Writing a smart worm is a challenge, and we should consider ourselves lucky that common worms and viruses don't really do any serious harm. One of the surprising conclusions of the CAIDA report is that, even for applications with deployments of fewer than 20,000 nodes on the Internet, a worm still can spread very fast. It's not just widespread software that can be used to wreak havoc. If you develop software and want to perform in-depth security testing, check out our review of Cenzic's Hailstorm Protocol Modeler on page 103.

An Easy Mark?

Targeted attacks are much more dangerous than random scans because your organization has been singled out for a takeover. Whether the coup succeeds depends on a number of variables, but knowing you've been targeted is crucial. Finding out the goal of the attack is the next step.



Top 5 Security Events

click to enlarge

The bad news: The more skilled the attacker, the less likely he or she will be noticed during the attack. The good news: Targeted attacks comprise a small portion of overall attacks, and successful targeted attacks are rarer still. For example, in 2002, ISS Managed Security Service noted 5,052 incidents, encompassing port scans to severe attacks, but only about 80--1.6 percent--were severe enough that ISS' Emergency Response Service needed to deal with the attack.

A whopping 82.53 percent of all attacks originated on North American computers, according to ISS' "Top Attacking Regions From October 28, 2002, to December 31, 2002". Perhaps it's the high U.S. per-capita connectivity rate or the number of unpatched and unmaintained systems on campus and broadband networks that are used as relay points by attackers trying to cover their tracks. The truth is there's no way to tell if the attacker is sitting at the keyboard of the attacking computer or if he or she is hopping through multiple systems.

You could try to track the attacker by starting at the system that's directly attacking you, asking the person who administers that system to track the attack to the next hop, contact that administrator, get him or her to track the connection to the next hop, and so on. Of course, you will have to deal with multiple languages, convince others to help you, hope they have the technical experience to ferret out the next hop, and so on. Unless you're planning to prosecute the attacker and are willing to call in the feds, this is a fruitless pursuit.

□ □ □ □ □

■ **What this exercise asks**:
1: Please return the passage of the network security text starting at "Writing a smart" and ending at "on page 103.".
2: Translate this sentence from the network security text into Spanish: "Finding out the goal of the attack is the next step."
The rows that come next have no connection to the network security text.

□ □ □ □ □

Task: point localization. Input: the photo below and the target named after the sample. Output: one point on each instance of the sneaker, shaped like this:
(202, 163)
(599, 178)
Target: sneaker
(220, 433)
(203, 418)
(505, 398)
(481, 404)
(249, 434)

□ □ □ □ □

■ **Exercise responses**:
1:
Writing a smart worm is a challenge, and we should consider ourselves lucky that common worms and viruses don't really do any serious harm. One of the surprising conclusions of the CAIDA report is that, even for applications with deployments of fewer than 20,000 nodes on the Internet, a worm still can spread very fast. It's not just widespread software that can be used to wreak havoc. If you develop software and want to perform in-depth security testing, check out our review of Cenzic's Hailstorm Protocol Modeler on page 103.

2: Averiguar el objetivo del ataque es el siguiente paso.